(Labeled-object pointing lines):
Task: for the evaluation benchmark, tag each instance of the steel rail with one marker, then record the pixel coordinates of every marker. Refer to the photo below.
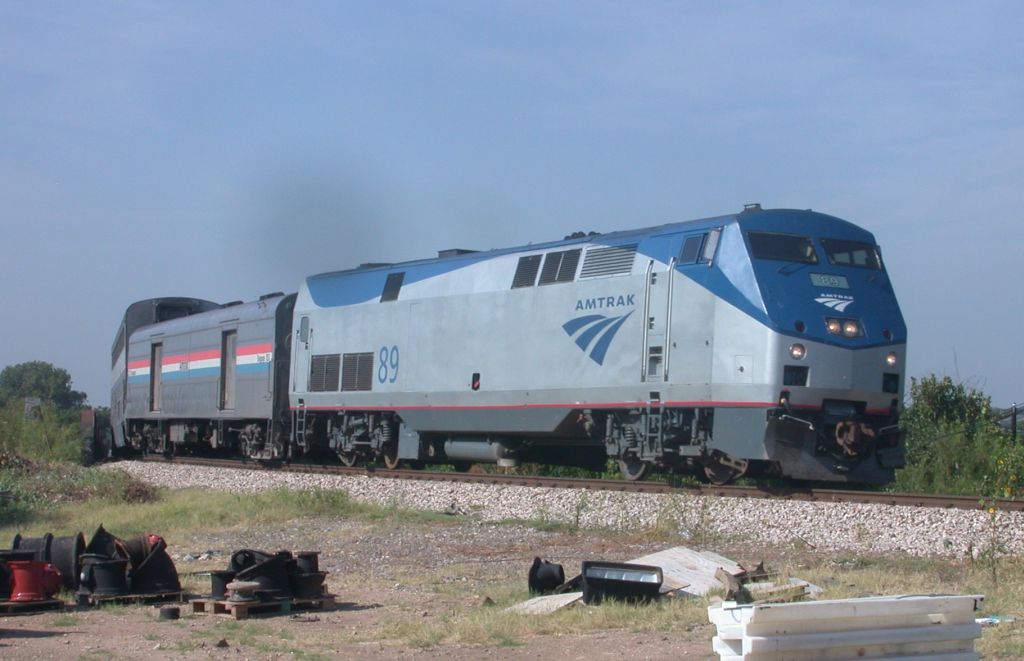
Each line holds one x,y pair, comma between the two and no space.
728,491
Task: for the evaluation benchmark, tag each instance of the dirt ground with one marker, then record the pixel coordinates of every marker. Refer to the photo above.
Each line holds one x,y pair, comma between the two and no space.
389,581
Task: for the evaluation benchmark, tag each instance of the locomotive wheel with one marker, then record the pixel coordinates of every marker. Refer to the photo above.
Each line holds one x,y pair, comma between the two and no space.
633,469
390,454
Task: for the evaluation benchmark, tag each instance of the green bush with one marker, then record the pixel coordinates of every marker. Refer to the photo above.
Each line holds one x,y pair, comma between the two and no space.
35,487
953,445
45,433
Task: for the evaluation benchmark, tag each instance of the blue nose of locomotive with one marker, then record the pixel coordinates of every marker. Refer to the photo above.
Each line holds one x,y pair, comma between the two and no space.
822,278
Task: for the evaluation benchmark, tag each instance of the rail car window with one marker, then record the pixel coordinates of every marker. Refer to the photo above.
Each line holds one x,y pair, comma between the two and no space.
783,248
357,371
846,253
560,267
526,270
392,285
691,249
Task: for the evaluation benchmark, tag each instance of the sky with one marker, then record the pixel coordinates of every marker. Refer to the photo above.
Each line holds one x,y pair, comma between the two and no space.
227,149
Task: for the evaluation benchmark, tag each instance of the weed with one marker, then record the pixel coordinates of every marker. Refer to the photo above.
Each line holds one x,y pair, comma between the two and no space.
65,620
698,526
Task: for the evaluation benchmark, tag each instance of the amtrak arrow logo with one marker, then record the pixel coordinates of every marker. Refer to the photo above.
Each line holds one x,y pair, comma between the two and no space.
835,302
594,333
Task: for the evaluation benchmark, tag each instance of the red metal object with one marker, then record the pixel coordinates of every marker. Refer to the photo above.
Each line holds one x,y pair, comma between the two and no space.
33,580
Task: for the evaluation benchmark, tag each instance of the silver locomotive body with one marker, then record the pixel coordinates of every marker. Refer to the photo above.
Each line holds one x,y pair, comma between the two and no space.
708,346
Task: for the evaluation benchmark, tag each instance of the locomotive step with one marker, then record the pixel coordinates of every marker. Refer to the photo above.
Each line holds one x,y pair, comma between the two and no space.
148,598
26,608
244,610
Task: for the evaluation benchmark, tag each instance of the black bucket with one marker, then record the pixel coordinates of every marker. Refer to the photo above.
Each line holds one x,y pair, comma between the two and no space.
110,578
307,562
66,554
86,580
39,544
157,573
137,549
102,543
544,576
307,584
246,558
272,578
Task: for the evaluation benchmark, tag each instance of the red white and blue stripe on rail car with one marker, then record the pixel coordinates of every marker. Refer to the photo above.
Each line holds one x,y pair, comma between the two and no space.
249,359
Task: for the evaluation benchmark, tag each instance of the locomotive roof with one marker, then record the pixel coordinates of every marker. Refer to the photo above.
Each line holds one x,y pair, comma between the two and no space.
236,311
799,220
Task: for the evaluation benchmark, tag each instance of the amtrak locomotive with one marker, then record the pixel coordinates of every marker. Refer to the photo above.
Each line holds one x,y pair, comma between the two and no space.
764,343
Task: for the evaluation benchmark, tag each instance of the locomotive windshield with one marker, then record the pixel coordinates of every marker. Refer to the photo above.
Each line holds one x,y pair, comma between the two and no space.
783,248
846,253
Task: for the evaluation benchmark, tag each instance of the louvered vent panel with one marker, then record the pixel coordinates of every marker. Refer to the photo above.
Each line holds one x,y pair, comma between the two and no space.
566,270
525,271
324,372
614,260
357,371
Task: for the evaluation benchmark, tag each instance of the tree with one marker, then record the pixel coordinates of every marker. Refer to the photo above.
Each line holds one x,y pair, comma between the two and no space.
38,379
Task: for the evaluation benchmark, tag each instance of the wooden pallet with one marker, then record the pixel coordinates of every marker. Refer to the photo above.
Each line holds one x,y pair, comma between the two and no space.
244,610
25,608
150,598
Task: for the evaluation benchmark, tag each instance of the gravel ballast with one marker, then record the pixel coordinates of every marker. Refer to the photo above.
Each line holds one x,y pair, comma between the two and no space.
821,526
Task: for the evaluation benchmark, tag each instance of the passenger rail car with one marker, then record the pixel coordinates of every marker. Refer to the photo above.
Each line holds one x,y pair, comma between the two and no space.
202,375
767,342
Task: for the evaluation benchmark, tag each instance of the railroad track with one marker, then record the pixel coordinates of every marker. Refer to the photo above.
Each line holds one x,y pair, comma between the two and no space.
727,491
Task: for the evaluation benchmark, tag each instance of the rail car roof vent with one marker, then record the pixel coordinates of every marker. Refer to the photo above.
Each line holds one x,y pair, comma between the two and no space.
455,252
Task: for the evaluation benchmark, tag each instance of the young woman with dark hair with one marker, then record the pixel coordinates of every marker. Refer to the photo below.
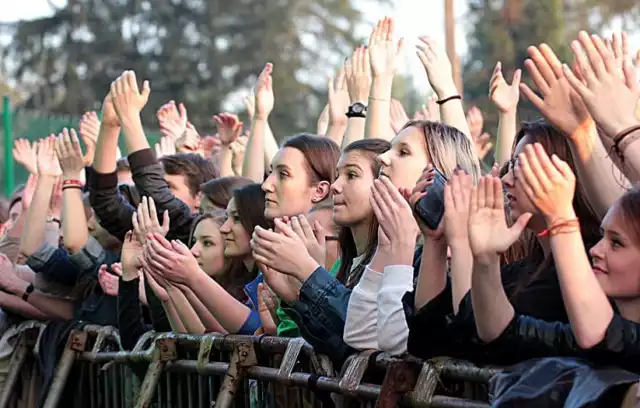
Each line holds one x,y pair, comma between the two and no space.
175,263
217,193
301,173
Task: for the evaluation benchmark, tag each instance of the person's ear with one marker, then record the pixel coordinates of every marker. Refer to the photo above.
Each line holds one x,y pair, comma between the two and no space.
198,199
321,192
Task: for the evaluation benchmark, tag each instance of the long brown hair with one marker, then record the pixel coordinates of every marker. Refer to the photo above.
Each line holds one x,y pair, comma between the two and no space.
321,155
219,191
371,149
629,207
556,143
250,203
448,147
232,278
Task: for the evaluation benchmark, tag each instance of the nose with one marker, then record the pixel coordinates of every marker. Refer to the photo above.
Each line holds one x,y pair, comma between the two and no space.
336,187
384,159
508,180
196,249
597,251
267,184
225,228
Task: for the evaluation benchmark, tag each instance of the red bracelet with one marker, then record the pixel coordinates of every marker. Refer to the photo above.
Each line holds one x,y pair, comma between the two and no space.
558,224
72,182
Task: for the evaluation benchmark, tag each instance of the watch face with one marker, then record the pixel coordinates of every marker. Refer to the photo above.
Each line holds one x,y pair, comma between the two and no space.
357,108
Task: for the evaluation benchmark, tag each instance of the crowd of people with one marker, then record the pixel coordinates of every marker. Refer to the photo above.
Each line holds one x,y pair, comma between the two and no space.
529,263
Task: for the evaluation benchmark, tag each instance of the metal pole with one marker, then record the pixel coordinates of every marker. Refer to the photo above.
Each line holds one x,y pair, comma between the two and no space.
450,36
8,146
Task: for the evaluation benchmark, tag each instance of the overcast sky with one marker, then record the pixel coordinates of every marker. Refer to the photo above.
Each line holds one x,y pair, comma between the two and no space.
413,18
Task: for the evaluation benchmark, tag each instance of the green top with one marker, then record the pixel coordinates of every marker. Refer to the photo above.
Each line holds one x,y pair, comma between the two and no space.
287,327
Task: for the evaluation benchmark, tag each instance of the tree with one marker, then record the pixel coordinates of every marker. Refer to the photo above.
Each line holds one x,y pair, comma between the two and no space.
197,51
502,30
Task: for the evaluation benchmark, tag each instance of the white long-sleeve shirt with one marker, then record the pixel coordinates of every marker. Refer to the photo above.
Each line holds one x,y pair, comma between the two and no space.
375,314
393,331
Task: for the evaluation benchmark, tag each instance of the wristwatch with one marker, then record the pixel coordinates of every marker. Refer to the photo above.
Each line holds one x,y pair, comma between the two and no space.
357,110
27,292
54,219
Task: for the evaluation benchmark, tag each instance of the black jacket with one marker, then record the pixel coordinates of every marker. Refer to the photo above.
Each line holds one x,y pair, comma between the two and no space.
435,331
114,213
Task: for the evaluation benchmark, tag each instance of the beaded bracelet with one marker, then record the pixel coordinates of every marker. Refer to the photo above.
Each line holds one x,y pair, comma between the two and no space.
561,226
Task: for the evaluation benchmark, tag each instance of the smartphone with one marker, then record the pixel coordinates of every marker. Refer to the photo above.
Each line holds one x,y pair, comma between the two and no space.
430,208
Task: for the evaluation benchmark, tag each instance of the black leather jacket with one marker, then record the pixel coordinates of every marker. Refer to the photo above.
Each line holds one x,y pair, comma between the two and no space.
434,330
528,338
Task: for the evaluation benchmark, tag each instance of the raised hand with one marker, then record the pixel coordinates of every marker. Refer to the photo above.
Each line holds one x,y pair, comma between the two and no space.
283,251
358,75
127,99
399,117
313,237
154,283
25,154
457,201
55,203
210,145
611,99
285,286
229,127
48,165
190,141
166,147
395,217
413,195
436,63
108,281
173,120
503,95
383,51
145,220
549,183
238,149
482,141
89,128
171,260
29,190
338,98
263,93
69,154
489,235
323,121
130,256
559,103
250,105
267,307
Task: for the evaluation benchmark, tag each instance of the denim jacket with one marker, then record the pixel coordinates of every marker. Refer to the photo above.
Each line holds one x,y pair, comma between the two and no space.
253,322
321,311
58,265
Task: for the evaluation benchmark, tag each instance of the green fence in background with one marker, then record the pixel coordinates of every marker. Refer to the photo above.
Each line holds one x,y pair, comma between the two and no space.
23,124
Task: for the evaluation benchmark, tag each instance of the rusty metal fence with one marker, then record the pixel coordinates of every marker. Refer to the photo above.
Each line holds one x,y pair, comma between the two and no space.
222,371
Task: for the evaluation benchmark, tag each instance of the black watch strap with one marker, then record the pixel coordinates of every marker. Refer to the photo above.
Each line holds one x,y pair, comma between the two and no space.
27,292
357,110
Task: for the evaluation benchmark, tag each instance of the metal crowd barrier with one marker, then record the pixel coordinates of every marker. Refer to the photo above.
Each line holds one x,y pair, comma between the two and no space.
222,371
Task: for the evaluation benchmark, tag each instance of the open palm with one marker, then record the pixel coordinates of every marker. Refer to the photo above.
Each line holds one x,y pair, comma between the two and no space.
488,231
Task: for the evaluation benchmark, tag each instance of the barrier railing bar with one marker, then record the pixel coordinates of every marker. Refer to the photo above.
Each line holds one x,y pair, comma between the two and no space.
407,379
27,338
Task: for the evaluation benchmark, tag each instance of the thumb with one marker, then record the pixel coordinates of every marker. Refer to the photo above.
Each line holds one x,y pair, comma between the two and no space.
146,90
521,223
165,221
320,233
517,76
180,247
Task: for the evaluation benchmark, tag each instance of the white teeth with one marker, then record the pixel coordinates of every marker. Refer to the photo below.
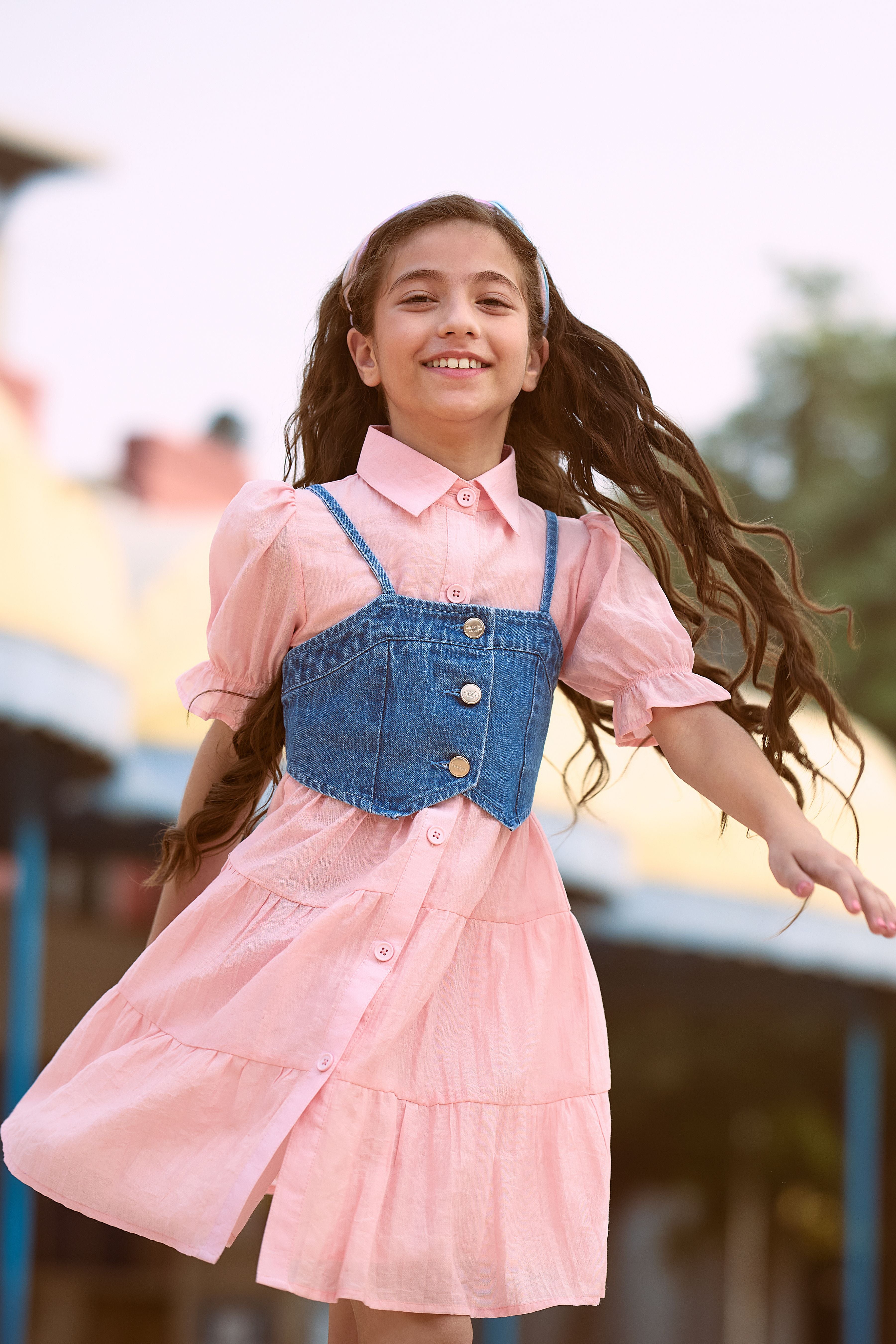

(GIVEN INSTRUCTION):
Carry over the lines starting at the one that contains "of the barrier" and ending at the last line, requests included, with -61 added to every x and y coordinate. Leave the pictures out of your answer.

(WRITTEN RESPONSE):
Task: for the evaluation benchmark, tag each instance of the barrier railing bar with one marker, then record the pixel coordinates of every marker. Refer to the photo above.
Each line holds one x,y pair, comma between the two and no space.
346,318
-34,277
Task: for the evaluation benchmark, tag each instance of the thumb with one marker, then record the pixel coordinates of every marker. Refer to the photo above.
Each line holds one x,y pair, comma between the two and no space.
85,29
460,162
104,160
259,172
456,15
119,186
Task: for the evaluation benchmark, tag each instance of the white teeth with one marker, then record the pixel coordinates of every marker. Refer to the photo below.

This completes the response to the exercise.